[The input]

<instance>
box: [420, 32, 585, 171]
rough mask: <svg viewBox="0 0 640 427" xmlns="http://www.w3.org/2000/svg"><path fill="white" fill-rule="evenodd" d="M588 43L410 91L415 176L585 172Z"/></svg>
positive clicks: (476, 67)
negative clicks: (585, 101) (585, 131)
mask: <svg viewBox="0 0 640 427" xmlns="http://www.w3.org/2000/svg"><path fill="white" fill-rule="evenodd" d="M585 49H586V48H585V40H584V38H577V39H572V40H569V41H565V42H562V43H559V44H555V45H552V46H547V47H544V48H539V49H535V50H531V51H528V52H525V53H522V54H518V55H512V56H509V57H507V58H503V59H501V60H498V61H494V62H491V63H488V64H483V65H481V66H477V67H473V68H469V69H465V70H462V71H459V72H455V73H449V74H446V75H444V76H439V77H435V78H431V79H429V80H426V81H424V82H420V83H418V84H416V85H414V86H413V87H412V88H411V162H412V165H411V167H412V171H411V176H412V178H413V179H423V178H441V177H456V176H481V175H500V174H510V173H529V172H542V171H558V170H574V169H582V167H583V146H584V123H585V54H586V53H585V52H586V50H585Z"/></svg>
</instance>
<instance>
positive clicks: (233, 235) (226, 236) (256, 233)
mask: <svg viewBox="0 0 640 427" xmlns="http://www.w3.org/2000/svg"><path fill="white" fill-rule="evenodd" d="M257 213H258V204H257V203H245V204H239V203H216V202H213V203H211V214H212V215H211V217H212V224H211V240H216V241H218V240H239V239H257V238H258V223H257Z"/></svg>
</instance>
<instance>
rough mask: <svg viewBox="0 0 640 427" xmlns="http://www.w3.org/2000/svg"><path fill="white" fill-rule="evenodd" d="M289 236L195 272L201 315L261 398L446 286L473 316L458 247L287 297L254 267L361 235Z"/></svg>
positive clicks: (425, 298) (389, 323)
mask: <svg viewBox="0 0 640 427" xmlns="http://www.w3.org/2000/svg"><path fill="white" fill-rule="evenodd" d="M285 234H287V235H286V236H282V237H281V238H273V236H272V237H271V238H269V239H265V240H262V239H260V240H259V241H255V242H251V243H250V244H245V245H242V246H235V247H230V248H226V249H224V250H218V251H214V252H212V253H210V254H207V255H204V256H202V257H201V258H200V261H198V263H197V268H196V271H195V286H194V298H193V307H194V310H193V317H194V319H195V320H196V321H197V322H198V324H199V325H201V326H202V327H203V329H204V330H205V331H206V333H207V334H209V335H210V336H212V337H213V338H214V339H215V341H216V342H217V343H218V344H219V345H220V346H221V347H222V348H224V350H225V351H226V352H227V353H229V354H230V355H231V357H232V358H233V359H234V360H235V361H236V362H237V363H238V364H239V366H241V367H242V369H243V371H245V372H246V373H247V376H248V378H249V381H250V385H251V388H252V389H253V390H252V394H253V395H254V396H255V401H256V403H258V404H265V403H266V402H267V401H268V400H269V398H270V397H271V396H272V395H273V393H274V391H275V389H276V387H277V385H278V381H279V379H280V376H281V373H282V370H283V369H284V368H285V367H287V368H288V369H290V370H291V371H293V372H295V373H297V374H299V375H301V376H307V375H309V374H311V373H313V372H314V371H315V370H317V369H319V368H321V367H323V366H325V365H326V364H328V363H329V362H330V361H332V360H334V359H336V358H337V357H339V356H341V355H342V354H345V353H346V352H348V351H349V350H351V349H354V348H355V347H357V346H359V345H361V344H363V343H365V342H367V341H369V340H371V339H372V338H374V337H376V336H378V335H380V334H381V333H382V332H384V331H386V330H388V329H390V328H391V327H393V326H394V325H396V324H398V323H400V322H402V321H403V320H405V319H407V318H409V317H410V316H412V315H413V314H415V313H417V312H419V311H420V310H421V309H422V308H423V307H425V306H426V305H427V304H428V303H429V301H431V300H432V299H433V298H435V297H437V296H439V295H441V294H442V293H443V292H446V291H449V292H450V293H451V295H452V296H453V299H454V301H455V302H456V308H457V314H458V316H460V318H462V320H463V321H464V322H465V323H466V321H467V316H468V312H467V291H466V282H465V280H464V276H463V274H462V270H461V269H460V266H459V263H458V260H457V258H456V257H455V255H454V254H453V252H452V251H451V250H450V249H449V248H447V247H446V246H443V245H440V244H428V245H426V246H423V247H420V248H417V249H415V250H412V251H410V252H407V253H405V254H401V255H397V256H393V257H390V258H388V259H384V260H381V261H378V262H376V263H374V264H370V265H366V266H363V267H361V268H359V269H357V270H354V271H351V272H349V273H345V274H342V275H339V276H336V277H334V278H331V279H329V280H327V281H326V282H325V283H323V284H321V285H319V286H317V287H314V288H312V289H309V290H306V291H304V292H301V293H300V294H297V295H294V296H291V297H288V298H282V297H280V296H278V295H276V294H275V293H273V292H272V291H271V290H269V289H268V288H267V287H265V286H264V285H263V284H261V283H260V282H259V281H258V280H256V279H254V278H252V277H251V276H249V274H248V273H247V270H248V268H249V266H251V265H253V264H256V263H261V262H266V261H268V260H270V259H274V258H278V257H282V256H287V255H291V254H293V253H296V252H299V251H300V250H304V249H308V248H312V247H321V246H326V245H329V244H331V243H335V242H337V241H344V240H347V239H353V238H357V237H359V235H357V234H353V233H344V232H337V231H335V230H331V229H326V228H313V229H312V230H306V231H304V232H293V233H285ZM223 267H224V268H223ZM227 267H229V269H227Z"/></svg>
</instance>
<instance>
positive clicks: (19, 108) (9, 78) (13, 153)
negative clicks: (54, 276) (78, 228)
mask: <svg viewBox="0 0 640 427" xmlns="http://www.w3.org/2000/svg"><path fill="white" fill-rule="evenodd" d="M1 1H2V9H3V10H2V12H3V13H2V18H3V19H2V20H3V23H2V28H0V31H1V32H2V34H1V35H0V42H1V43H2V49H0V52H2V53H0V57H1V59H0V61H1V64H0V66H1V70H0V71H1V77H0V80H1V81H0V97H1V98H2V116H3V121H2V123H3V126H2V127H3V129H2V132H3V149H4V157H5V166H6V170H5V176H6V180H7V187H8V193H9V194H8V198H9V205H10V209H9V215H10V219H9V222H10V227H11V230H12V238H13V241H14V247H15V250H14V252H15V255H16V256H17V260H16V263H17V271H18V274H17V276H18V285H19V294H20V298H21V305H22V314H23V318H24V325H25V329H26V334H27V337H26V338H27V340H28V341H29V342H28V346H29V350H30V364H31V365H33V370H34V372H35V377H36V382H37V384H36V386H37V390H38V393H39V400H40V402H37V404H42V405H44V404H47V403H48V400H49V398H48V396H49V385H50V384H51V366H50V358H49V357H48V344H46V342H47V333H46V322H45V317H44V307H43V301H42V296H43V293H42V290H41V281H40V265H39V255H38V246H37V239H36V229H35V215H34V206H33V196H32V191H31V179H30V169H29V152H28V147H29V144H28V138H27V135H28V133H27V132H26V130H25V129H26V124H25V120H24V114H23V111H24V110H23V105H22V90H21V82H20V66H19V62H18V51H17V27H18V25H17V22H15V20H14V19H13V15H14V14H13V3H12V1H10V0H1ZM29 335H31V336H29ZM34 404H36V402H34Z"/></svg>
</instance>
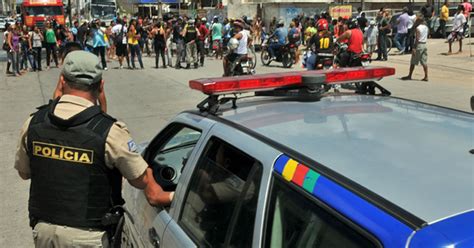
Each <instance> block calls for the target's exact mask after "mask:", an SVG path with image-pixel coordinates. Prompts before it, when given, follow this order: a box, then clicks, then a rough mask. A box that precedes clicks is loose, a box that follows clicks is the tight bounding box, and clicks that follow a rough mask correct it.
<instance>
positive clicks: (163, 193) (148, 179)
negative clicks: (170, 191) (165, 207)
mask: <svg viewBox="0 0 474 248" xmlns="http://www.w3.org/2000/svg"><path fill="white" fill-rule="evenodd" d="M128 182H129V183H130V184H131V185H132V186H133V187H135V188H138V189H143V190H144V192H145V196H146V199H147V201H148V203H149V204H150V205H153V206H156V205H159V206H167V205H170V204H171V201H172V200H173V196H174V192H166V191H164V190H163V188H161V186H160V185H159V184H158V183H156V181H155V178H154V177H153V172H152V170H151V169H150V168H147V169H146V170H145V172H144V173H143V174H142V175H141V176H140V177H138V178H137V179H133V180H128Z"/></svg>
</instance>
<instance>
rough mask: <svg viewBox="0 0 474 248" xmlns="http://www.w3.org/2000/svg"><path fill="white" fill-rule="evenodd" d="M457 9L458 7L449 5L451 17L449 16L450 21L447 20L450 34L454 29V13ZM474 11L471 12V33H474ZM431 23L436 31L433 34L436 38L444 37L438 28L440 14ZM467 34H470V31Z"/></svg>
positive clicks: (431, 35) (447, 24) (432, 25)
mask: <svg viewBox="0 0 474 248" xmlns="http://www.w3.org/2000/svg"><path fill="white" fill-rule="evenodd" d="M456 10H457V7H449V18H448V21H447V22H446V34H449V33H451V31H452V29H453V20H454V15H455V14H456ZM473 18H474V12H471V14H470V18H469V19H470V20H471V25H470V31H471V35H473V34H474V29H473V28H472V26H473V25H474V20H473ZM431 25H432V28H433V29H432V30H433V32H434V33H432V34H431V36H432V37H434V38H440V37H442V36H441V33H439V32H438V28H439V16H437V17H435V18H434V20H433V21H432V22H431ZM466 34H469V33H466Z"/></svg>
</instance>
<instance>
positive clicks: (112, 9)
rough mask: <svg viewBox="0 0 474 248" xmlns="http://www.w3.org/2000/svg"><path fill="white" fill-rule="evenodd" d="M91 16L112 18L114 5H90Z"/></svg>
mask: <svg viewBox="0 0 474 248" xmlns="http://www.w3.org/2000/svg"><path fill="white" fill-rule="evenodd" d="M91 11H92V13H91V14H92V17H93V18H102V19H107V18H114V17H115V7H114V6H100V5H99V6H92V10H91Z"/></svg>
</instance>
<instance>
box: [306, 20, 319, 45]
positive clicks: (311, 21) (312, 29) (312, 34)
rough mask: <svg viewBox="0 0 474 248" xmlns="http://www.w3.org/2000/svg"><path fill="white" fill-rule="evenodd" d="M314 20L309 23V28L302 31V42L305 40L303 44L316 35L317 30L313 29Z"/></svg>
mask: <svg viewBox="0 0 474 248" xmlns="http://www.w3.org/2000/svg"><path fill="white" fill-rule="evenodd" d="M314 25H315V24H314V20H310V22H309V26H308V27H307V28H306V30H305V31H304V40H305V44H307V42H308V41H309V39H310V38H311V37H313V35H314V34H316V33H317V32H318V30H317V29H316V27H314Z"/></svg>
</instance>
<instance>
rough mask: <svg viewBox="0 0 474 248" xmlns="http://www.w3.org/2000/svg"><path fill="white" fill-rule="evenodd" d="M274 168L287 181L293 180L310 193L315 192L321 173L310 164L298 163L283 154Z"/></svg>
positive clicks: (280, 155)
mask: <svg viewBox="0 0 474 248" xmlns="http://www.w3.org/2000/svg"><path fill="white" fill-rule="evenodd" d="M274 170H275V172H277V173H278V174H280V175H281V176H282V177H283V178H284V179H285V180H286V181H288V182H292V183H294V184H296V185H298V186H299V187H301V188H303V189H305V190H306V191H308V192H309V193H311V194H314V190H315V188H316V183H317V182H318V179H319V177H320V175H319V173H317V172H316V171H314V170H312V169H310V168H309V167H308V166H306V165H303V164H301V163H298V162H297V161H295V160H293V159H291V158H289V157H288V156H286V155H284V154H282V155H280V157H278V159H277V160H276V161H275V165H274Z"/></svg>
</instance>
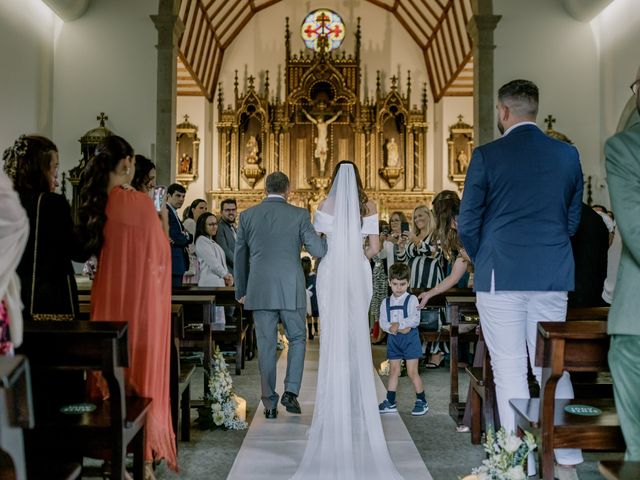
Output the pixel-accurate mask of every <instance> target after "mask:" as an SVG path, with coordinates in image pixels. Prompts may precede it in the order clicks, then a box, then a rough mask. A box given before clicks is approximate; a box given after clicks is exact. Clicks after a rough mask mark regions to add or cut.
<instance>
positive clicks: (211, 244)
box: [195, 212, 233, 287]
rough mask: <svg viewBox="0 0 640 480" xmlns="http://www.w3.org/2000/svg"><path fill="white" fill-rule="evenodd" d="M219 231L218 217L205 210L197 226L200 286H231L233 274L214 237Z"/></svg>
mask: <svg viewBox="0 0 640 480" xmlns="http://www.w3.org/2000/svg"><path fill="white" fill-rule="evenodd" d="M217 231H218V218H217V217H216V216H215V215H214V214H213V213H209V212H204V213H203V214H202V215H200V217H199V218H198V223H197V226H196V244H195V245H196V256H197V257H198V263H199V264H200V279H199V280H198V286H199V287H230V286H231V285H233V275H231V273H229V269H228V268H227V261H226V260H225V258H224V251H223V250H222V248H221V247H220V245H218V244H217V243H216V242H215V240H214V238H215V236H216V232H217Z"/></svg>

[/The input]

• Prompt
What lines above contain the string "with"? Copy all of them.

• Solution to this exercise
Each <instance> block calls for the target's exact mask after "mask:", an SVG path with image-pixel coordinates. Prompts before it, when given, follow this order: a box, then clicks, then a rough mask. A box that precedes clicks is loose, a box that follows clicks is the tight bounding box, and clicks that follow a rough mask correct it.
Output the pixel-accurate mask of every <instance> target after "mask:" as an SVG path, with coordinates in image pixels. Prompts may precede it in the order clicks, then a box, then a rough mask. A box given before clicks is approximate; a box given after clicks is exact. Clicks after a rough mask mark regions to add or cut.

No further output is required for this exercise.